PROMPT: Starting with the line that contains "x=654, y=335" and stopping after the line that contains "x=775, y=53", return each line below exactly as written, with no others.
(MATERIAL FOR THIS EXERCISE begins)
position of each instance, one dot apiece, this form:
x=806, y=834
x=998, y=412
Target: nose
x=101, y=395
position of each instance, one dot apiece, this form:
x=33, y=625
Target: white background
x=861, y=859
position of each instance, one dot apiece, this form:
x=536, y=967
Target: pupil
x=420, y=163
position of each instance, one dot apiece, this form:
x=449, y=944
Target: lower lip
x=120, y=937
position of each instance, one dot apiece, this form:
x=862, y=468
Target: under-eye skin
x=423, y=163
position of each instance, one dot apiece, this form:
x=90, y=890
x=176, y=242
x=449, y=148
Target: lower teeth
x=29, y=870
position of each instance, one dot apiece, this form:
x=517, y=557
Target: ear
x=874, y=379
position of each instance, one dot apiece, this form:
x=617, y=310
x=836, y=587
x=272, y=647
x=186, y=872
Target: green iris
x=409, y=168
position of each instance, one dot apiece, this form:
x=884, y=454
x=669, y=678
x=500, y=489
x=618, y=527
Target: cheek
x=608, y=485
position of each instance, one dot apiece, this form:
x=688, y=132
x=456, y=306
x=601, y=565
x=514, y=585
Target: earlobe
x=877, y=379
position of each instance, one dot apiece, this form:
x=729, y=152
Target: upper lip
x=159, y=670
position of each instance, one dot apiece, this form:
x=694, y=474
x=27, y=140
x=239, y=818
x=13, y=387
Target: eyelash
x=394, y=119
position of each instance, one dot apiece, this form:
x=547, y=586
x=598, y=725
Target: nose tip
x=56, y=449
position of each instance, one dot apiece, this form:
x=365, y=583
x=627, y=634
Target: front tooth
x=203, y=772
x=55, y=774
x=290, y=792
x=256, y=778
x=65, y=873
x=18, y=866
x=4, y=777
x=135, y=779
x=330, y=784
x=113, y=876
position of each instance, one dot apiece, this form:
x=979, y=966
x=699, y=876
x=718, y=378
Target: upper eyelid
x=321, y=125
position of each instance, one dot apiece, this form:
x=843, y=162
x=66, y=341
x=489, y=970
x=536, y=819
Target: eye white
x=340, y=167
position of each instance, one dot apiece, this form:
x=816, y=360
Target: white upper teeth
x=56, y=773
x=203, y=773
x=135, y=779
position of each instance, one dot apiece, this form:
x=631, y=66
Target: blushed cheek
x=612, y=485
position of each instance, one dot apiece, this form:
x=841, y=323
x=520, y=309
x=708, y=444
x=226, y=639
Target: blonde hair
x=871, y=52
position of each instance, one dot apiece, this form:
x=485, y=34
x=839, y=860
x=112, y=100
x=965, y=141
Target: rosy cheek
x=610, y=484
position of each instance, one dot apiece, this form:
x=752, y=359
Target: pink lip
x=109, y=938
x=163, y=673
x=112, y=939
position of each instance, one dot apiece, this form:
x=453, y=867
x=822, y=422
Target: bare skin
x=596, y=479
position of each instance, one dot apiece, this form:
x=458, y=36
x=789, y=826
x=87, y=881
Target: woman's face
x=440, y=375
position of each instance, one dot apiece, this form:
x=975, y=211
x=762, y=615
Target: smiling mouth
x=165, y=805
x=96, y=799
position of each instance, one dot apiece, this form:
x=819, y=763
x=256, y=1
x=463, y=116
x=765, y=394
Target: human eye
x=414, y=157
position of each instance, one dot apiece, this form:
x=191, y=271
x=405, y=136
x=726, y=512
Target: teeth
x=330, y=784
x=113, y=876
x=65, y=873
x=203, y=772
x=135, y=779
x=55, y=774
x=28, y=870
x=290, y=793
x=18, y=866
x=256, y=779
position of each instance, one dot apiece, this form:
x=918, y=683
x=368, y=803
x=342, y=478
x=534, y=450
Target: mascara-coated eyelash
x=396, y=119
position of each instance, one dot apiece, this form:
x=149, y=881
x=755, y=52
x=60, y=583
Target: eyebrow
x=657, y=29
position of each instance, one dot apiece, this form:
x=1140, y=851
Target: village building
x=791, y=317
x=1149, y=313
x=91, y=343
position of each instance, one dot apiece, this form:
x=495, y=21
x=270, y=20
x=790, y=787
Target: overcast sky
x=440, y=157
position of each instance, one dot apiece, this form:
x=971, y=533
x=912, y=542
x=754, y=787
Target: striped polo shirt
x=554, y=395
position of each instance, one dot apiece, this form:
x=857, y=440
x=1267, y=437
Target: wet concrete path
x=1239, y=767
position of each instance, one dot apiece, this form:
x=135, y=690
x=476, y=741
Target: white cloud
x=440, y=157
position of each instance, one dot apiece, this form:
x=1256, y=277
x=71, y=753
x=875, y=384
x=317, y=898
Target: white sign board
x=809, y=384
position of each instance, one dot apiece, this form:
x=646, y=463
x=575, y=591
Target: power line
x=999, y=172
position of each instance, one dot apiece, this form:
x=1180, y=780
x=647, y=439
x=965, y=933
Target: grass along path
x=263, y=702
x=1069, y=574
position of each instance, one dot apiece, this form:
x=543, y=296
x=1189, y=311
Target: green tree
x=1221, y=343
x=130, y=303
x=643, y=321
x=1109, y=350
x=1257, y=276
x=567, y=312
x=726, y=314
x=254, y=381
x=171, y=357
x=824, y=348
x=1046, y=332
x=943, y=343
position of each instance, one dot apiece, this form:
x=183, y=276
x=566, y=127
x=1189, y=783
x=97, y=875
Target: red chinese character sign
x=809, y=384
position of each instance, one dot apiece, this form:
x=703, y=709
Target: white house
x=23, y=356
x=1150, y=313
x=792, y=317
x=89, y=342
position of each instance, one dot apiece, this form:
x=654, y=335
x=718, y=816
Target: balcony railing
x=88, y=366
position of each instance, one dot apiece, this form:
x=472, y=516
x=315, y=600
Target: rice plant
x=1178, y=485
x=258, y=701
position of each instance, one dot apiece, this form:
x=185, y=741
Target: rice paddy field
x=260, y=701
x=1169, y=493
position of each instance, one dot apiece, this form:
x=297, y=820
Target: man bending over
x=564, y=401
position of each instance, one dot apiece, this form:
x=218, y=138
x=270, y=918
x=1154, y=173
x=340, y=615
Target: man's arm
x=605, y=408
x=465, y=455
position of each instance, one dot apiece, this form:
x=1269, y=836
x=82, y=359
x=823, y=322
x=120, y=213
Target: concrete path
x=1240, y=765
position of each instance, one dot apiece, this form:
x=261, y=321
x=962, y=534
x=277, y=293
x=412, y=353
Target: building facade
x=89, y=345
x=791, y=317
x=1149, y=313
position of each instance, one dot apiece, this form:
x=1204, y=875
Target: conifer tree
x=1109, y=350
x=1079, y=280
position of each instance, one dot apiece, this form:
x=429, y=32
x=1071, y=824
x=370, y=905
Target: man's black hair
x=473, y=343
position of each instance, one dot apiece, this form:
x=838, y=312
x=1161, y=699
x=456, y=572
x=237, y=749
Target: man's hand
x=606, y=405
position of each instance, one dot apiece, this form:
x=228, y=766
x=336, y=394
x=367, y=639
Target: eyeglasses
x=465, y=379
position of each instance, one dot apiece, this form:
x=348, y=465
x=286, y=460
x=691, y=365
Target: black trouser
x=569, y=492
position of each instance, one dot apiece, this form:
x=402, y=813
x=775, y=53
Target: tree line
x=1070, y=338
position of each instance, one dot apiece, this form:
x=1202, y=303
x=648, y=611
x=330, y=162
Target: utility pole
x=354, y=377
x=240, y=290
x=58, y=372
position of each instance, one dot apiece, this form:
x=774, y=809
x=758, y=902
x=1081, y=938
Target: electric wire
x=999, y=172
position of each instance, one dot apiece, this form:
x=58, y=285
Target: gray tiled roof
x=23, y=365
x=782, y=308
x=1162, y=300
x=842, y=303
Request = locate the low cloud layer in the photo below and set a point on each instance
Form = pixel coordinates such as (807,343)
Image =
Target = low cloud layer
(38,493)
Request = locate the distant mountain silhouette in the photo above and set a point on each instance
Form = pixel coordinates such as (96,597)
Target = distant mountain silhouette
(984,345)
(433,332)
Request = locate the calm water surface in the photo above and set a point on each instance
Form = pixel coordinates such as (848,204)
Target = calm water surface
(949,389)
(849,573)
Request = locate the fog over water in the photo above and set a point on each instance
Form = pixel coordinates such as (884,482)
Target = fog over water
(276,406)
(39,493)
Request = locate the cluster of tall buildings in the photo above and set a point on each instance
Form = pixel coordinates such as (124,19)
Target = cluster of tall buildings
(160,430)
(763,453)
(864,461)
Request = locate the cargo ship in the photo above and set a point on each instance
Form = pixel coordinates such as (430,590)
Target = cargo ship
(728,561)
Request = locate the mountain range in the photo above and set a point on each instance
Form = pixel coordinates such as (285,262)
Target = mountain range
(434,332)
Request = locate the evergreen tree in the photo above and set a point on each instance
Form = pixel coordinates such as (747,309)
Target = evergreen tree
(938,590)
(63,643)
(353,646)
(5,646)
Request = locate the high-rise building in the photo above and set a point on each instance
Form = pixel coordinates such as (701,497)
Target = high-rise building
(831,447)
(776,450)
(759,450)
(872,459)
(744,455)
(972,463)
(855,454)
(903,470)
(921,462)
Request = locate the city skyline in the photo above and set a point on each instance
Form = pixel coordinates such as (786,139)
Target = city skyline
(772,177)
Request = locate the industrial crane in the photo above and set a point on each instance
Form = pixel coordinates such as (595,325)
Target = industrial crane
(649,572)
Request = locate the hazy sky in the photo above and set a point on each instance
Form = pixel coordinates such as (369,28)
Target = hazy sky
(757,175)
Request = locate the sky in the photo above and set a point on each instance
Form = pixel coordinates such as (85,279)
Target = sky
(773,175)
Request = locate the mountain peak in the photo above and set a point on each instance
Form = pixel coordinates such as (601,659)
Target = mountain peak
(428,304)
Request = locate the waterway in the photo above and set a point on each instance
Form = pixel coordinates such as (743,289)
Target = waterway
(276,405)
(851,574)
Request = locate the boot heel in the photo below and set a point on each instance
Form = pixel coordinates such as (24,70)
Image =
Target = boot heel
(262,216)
(MATERIAL FOR THIS EXERCISE ends)
ANSWER BELOW:
x=654, y=335
x=718, y=816
Target: balcony railing
x=88, y=366
position of each instance, one dot apiece, this form:
x=472, y=516
x=315, y=600
Target: rice plant
x=1178, y=485
x=258, y=701
position of each instance, one dot apiece, this form:
x=185, y=741
Target: rice paddy field
x=260, y=701
x=1169, y=493
position of each instance, one dot apiece, this form:
x=297, y=820
Target: man bending over
x=564, y=401
position of each instance, one dot apiece, this form:
x=218, y=138
x=270, y=918
x=1154, y=173
x=340, y=615
Target: man's arm
x=605, y=408
x=465, y=455
position of each instance, one dot apiece, this form:
x=1269, y=836
x=82, y=359
x=823, y=322
x=120, y=213
Target: concrete path
x=1240, y=765
position of each instance, one dot apiece, this form:
x=261, y=321
x=962, y=534
x=277, y=293
x=412, y=353
Target: building facade
x=89, y=345
x=791, y=317
x=1149, y=313
position of each instance, one dot apiece, this form:
x=1204, y=875
Target: conifer tree
x=1109, y=350
x=1079, y=280
position of each instance, one dot apiece, this form:
x=429, y=32
x=1071, y=824
x=370, y=905
Target: man's black hair
x=473, y=343
position of each instance, one dot apiece, this form:
x=838, y=312
x=1161, y=699
x=456, y=572
x=237, y=749
Target: man's hand
x=606, y=405
position of each instance, one dot apiece, this form:
x=228, y=766
x=336, y=394
x=367, y=639
Target: eyeglasses
x=465, y=379
position of each instance, one dot apiece, this form:
x=348, y=465
x=286, y=460
x=691, y=365
Target: black trouser
x=569, y=492
position of each instance, one dot apiece, this form:
x=402, y=813
x=775, y=53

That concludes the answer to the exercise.